United States District Court, Western District of Washington
Dec 10, 2024
2:23-cr-00109-LK (W.D. Wash. Dec. 10, 2024)

Opinion

2:23-cr-00109-LK

12-10-2024

UNITED STATES OF AMERICA, Plaintiff, v. JOSEPH MICHAEL QUINCY JEFFERSON, Defendant.


ORDER ON MOTION FOR REVIEW OF DETENTION ORDER

Lauren King United States District Judge

This matter comes before the Court on Defendant Joseph Michael Quincy Jefferson's Motion for Review of Detention Order Pursuant to 18 U.S.C. § 3145(b). Dkt. No. 123. Having conducted a de novo review and considered the relevant record, including Judge Peterson's order revoking Jefferson's bond and the related hearing transcript, Dkt. Nos. 120, 123-1, the Court denies the motion.

I. BACKGROUND

The Government plans to try Jefferson before a jury for one count of Assault by Strangulation in violation of 18 U.S.C. §§ 113(a)(8) and 1153(a). Dkt. No. 13. Trial is scheduled to begin on January 13, 2025. Dkt. No. 115.

Jefferson made his initial appearance on June 27, 2023 and was remanded to custody. Dkt. No. 5. After a detention hearing on June 29, 2023, Jefferson was released under Pretrial Services' supervision and subject to special conditions. Dkt. No. 9. Those conditions included (among others) that Jefferson have “[n]o direct or indirect contact with [the] alleged victim in this case” nor any “direct contact or indirect contact with any existing and/or future witnesses in this case.” Dkt. No. 10 at 1. The conditions of Jefferson's bond were amended in August and October 2023, but the conditions that he have no contact with the alleged victim (Jane Doe) and potential witnesses were unchanged. Dkt. Nos. 26, 34.

■ DATA SECTION ■
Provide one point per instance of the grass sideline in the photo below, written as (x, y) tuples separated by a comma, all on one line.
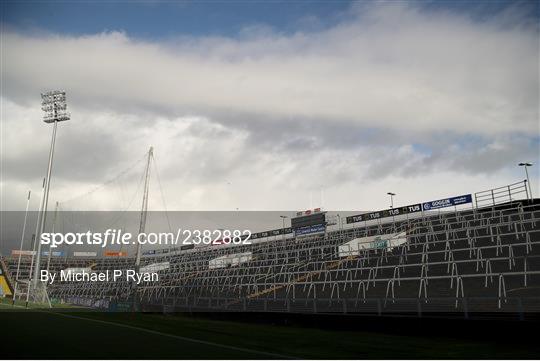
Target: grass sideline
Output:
[(61, 333)]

■ PROBLEM DETAILS ■
According to the court order, on what date is Jefferson's trial scheduled to begin?

■ FULL ANSWER ■
January 13, 2025.